Task objective. Copy all of the material below word for word, leaving out the pictures.

Working data.
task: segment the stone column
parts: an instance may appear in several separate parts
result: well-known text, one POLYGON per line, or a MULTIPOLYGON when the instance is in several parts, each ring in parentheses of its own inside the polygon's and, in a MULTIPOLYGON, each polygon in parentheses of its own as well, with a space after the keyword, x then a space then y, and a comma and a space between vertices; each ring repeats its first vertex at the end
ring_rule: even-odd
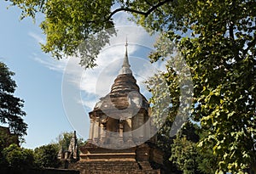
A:
POLYGON ((126 120, 126 124, 127 124, 127 134, 128 134, 128 142, 132 142, 132 134, 131 134, 131 131, 132 131, 132 117, 129 116, 128 119, 126 120))
POLYGON ((124 143, 124 120, 119 120, 119 142, 124 143))
POLYGON ((94 124, 94 141, 97 142, 99 138, 99 118, 96 117, 95 119, 95 124, 94 124))

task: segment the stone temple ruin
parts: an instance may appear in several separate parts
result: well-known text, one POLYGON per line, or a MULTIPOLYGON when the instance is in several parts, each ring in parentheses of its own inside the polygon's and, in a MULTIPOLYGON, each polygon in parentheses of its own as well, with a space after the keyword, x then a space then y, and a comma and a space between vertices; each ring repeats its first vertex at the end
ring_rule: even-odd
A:
POLYGON ((76 140, 67 152, 67 158, 77 159, 68 168, 81 174, 163 173, 163 153, 154 145, 149 105, 130 69, 125 46, 123 65, 110 93, 89 113, 88 143, 79 147, 79 157, 76 140))

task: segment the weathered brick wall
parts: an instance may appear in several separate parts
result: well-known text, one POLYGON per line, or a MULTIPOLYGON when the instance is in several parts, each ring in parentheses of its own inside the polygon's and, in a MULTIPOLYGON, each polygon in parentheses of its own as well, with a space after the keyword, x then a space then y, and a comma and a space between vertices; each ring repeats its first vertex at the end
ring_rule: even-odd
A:
POLYGON ((148 162, 136 161, 79 161, 70 168, 80 174, 160 174, 160 170, 153 170, 148 162))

Reply.
task: segment the stone column
parts: an instance may appear in several separate parts
result: well-known text, one POLYGON per line, or a MULTIPOLYGON when the instance is in several parts, each ring in parentheses of its own inside the polygon's and, in a MULTIPOLYGON, each polygon in parentheses of its own as well, with a space after the keyword, x then a space then y, and a comma and a space between vertices; each ring repeats its first vertex at the end
ring_rule: even-odd
A:
POLYGON ((126 120, 126 124, 127 124, 127 134, 128 134, 128 142, 132 142, 132 134, 131 134, 131 131, 132 131, 132 117, 129 116, 128 119, 126 120))
POLYGON ((124 143, 124 120, 119 120, 119 142, 124 143))
POLYGON ((94 124, 94 141, 97 142, 99 138, 99 118, 96 117, 95 119, 95 124, 94 124))

task: segment the stone temple ruin
parts: an instance may appear in several separate parts
result: well-known text, one POLYGON per line, or a MULTIPOLYGON when the instance is in several parts, each ring in parentheses of its own inside the polygon's and, in a MULTIPOLYGON, each polygon in parentheses of its own as well, with a space after the keyword, x then a space then y, and a comma and a space between vertices; each ring repeats its first vertex at the end
ring_rule: even-odd
A:
POLYGON ((76 140, 67 152, 67 158, 77 159, 68 168, 81 174, 163 173, 163 153, 154 145, 149 105, 130 69, 125 46, 123 65, 110 93, 89 113, 88 143, 79 147, 79 157, 76 140))

task: segment the weathered brick wall
parts: an instance may appear in several separate parts
result: well-known text, one POLYGON per line, or a MULTIPOLYGON when the instance is in several parts, each ring in parentheses of its own inside the polygon's and, in a MULTIPOLYGON, each polygon in parentheses of its own as well, with a space after the keyword, x then a space then y, and a comma and a space between vertices; each ring repeats its first vertex at the end
ring_rule: even-odd
A:
POLYGON ((148 162, 136 161, 79 161, 70 168, 80 174, 160 174, 160 170, 153 170, 148 162))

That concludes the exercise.